§ **DESCRIPTION DE LA TÂCHE**
Rédigez la suite du texte sur la mauvaise foi chez Sartre, à partir de sa dernière phrase.

§ **EXTRAIT SOURCE**
□ □ □ □ □ □ □
Bref, la conscience, n’ayant réellement le choix qu’entre une consistance fantôme en elle et une consistance volée en autrui, est donc condamnée à se masquer l’angoisse et l'aliénation fondamentales de sa condition en recourant à la mauvaise foi.

La lutte contre l’angoisse est de mauvaise foi

Selon Sartre, ce n’est pas la peur qui caractérise la conscience humaine, c’est l’angoisse.

- On a peur de ce qui menace notre intégrité, des situations qui risquent de modifier notre vie ou notre rapport à elle. Mais la peur vient toujours du dehors : j’ai peur lorsque le monde échappe à mon contrôle, que des forces font pression sur moi, et qu’il ne me semble pas possible de réagir adéquatement au danger. « J’ai peur » signifie : je ne peux pas compter sur moi dans la situation menaçante où je me trouve.

- Mais l'angoisse, elle, ne vient pas du dehors : je peux m'angoisser bien au chaud dans un fauteuil douillet, à l’abri de tout, sauf de moi-même. Je m’angoisse, dit Sartre, quand je me retrouve seul avec ma liberté, c’est-à-dire quand je réalise que moi seul peux décider de moi-même : rien, hors de moi, ne peut prendre ma relève. Mais il n’y a rien non plus en moi qui soit suffisant pour me faire choisir mes actes : mes tendances personnelles elles-mêmes, puisque j’ai conscience d’elles, dépendent, pour me faire agir, du jugement que je porte sur elles.

Dans cette seconde partie du texte, Sartre va en particulier examiner des conduites concrètes de mauvaise foi, pour mieux cerner, dit-il, « les conditions de possibilité de la mauvaise foi ». La plupart de ces descriptions de cas de mauvaise foi sont célèbres : la jeune coquette, le garçon de café, l’homosexuel sont autant d’exemples d’une richesse étonnante. Mais pour faciliter leur compréhension, il serait bon d’en dégager les lignes communes. Or, dans tous ces cas, les deux thèmes de l’angoisse et de Y aliénation dominent : nos trois personnages en effet s'angoissent de leur liberté et tous trois sont aliénés, au sens où ils sont en situation forcée devant autrui : la jeune coquette est livrée au désir de son partenaire, le garçon de café l’est au regard des consommateurs, l’homosexuel l’est au jugement de ses censeurs. S’ils se font de mauvaise foi, c’est précisément pour lutter contre l’angoisse et l’aliénation qui commandent à leur situation. Et leur lutte est de mauvaise foi. .
□ □ □ □ □ □ □
§ **LIGNES**

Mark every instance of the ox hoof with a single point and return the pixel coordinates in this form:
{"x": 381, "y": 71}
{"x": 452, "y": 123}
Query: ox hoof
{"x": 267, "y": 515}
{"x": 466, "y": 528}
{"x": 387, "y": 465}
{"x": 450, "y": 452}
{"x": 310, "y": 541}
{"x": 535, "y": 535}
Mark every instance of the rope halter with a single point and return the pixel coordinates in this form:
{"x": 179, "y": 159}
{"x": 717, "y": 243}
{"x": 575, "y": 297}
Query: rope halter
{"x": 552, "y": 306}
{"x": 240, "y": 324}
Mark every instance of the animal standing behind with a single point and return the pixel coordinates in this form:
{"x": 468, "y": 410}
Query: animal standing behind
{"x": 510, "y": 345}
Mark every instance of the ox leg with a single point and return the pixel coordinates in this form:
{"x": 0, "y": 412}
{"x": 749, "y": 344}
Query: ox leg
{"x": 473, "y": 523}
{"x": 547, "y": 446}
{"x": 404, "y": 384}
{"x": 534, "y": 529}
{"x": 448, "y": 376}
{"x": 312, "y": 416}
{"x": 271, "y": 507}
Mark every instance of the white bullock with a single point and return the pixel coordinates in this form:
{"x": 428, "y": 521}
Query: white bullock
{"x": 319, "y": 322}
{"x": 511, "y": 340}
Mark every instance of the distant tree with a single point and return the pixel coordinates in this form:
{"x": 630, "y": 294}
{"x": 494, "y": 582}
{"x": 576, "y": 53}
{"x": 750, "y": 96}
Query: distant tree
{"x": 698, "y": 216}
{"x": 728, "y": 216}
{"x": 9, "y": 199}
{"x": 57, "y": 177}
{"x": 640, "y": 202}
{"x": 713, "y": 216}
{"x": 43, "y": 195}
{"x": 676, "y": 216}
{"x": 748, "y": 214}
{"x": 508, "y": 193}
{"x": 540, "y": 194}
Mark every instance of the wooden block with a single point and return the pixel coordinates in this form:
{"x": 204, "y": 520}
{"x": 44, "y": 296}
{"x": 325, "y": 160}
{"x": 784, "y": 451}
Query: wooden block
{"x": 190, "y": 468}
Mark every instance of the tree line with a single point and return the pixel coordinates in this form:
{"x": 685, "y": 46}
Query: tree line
□ □ □ □ □ □ □
§ **RÉSULTAT DE L'EXERCICE**
La mauvaise foi est une attitude défensive de la conscience

La mauvaise foi est donc un moyen de défense (contre l’angoisse et l’aliénation) qui ne veut pas paraître pour tel, et dans lequel la conscience prétend se donner d’autres buts que ceux qu'elle poursuit effectivement.

Deux questions se posent donc :

Par sa fonction de garçon de café, cet homme que décrit Sartre sort perpétuellement de sa condition présente : il improvise à tout instant ce qu’il est devant autrui. Mais cette fonction, il joue à l’être, il ne l'est pas, puisque s’il l’était, il serait une chose, et non une conscience qui fait fonction de garçon de café.

Le garçon de café a compris que par sa transcendance, il n’était rien pour lui-même, il avait simplement à être quelqu’un devant autrui, son rôle : il joue donc au garçon de café qu'il n’est pas. Mais il a compris aussi que par sa facticité, il était un objet pour autrui, qu'il n’était lui-même qu’organisé sous les regards d’autrui : il joue donc ce qu’on le paie à être, il se fait fonctionnel sous les yeux d’autrui. Le jeu de rôle consiste à être pour autrui ce que l’on a à être devant lui, c’est-à-dire ce qu’il attend de nous.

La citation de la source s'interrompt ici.